What you will do ▸ Please repeat the Rubio text word for word, everything from "Rubio is a town" down to "born in Rubio.".

Provided text ▸
• • •

Rubio is a town in the Venezuelan Andean state of Táchira. Founded in 1794 by Gervasio Rubio, this town is the shire town of the Junín Municipality and, according to the 2001 Venezuelan census, the municipality has a population of 68,869.

Rubio is one of the largest towns in the state of Táchira. Its importance derives from its coffee production and the nearby commerce that exists with Colombia. Venezuela's former president, Carlos Andrés Pérez, was also born in Rubio.

Rubio has beautiful natural tunnels called La Cueva de los Miagros. There are some rivers and waterfalls on the outskirts of town. The town has many bridges especially in Old Rubio. For this reason it is called "Ciudad Pontalida" or "City of Bridges." Rubio is located in the west of Estado Táchira and is a 40-minute drive from San Cristóbal, the capital of Táchira.

• • •

Data section ▸
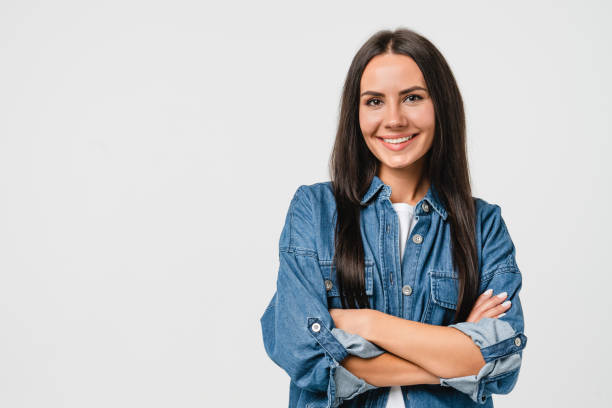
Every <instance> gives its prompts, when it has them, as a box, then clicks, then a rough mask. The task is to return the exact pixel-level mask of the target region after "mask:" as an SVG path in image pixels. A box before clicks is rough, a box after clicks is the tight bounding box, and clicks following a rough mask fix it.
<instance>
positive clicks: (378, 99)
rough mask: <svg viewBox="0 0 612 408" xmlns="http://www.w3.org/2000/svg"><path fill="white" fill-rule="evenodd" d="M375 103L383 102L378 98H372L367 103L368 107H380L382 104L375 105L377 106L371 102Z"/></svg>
mask: <svg viewBox="0 0 612 408" xmlns="http://www.w3.org/2000/svg"><path fill="white" fill-rule="evenodd" d="M373 101H378V102H382V101H381V100H380V99H378V98H372V99H368V101H367V102H366V105H368V106H378V105H380V103H375V104H372V103H370V102H373Z"/></svg>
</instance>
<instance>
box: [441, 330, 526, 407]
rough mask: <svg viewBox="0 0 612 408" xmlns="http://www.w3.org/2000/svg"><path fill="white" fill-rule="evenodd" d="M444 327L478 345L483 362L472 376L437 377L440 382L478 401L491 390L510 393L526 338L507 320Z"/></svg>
mask: <svg viewBox="0 0 612 408" xmlns="http://www.w3.org/2000/svg"><path fill="white" fill-rule="evenodd" d="M448 327H454V328H456V329H457V330H460V331H461V332H463V333H465V334H466V335H467V336H469V337H470V338H471V339H472V341H474V343H475V344H476V345H477V346H478V347H479V348H480V352H481V353H482V356H483V359H484V360H485V365H484V366H483V367H482V368H481V369H480V371H479V372H478V374H476V375H468V376H465V377H455V378H440V385H442V386H446V387H453V388H455V389H457V390H459V391H461V392H463V393H465V394H467V395H469V396H470V398H471V399H472V400H473V401H475V402H478V403H481V404H482V403H484V402H486V400H487V398H488V396H489V395H490V394H492V393H498V394H505V393H508V392H510V390H511V389H512V387H514V384H515V382H516V379H517V376H518V371H519V369H520V366H521V358H522V350H523V349H524V348H525V345H526V344H527V337H526V336H525V335H524V334H523V333H516V332H515V331H514V329H513V328H512V326H510V324H509V323H508V322H505V321H503V320H500V319H493V318H483V319H481V320H480V321H478V322H476V323H473V322H462V323H457V324H452V325H450V326H448Z"/></svg>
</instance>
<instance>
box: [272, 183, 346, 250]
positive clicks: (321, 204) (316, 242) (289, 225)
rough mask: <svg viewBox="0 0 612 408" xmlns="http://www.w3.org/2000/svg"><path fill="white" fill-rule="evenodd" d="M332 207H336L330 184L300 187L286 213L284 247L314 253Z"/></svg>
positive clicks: (326, 224) (299, 185)
mask: <svg viewBox="0 0 612 408" xmlns="http://www.w3.org/2000/svg"><path fill="white" fill-rule="evenodd" d="M330 208H335V199H334V194H333V191H332V189H331V182H330V181H322V182H317V183H312V184H302V185H299V186H298V187H297V188H296V190H295V193H294V194H293V197H292V199H291V203H290V205H289V210H288V211H287V216H286V218H285V228H284V229H283V232H282V234H281V240H280V241H281V242H280V245H281V248H287V249H301V250H307V251H310V252H313V253H314V251H315V250H316V247H317V244H316V243H317V241H318V239H319V238H318V237H319V236H320V235H321V230H322V229H324V228H325V227H326V226H327V225H328V224H329V223H328V218H329V217H328V213H329V212H330V211H329V210H330ZM332 211H333V210H332Z"/></svg>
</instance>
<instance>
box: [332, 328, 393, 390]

• • •

Answer to this exercise ▸
Rubio is a town in the Venezuelan Andean state of Táchira. Founded in 1794 by Gervasio Rubio, this town is the shire town of the Junín Municipality and, according to the 2001 Venezuelan census, the municipality has a population of 68,869.

Rubio is one of the largest towns in the state of Táchira. Its importance derives from its coffee production and the nearby commerce that exists with Colombia. Venezuela's former president, Carlos Andrés Pérez, was also born in Rubio.